**GIVEN RECORDS**
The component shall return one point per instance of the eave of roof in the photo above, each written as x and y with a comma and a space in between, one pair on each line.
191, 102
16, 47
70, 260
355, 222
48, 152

**EXERCISE INSTRUCTIONS**
Reproduce the rows above verbatim, line for line, with no changes.

**TASK RESPONSE**
The component shall return one point per instance of the eave of roof in the photo above, each written as x and y with a comma and a space in between, one pair on each line.
191, 102
16, 47
70, 260
355, 222
48, 152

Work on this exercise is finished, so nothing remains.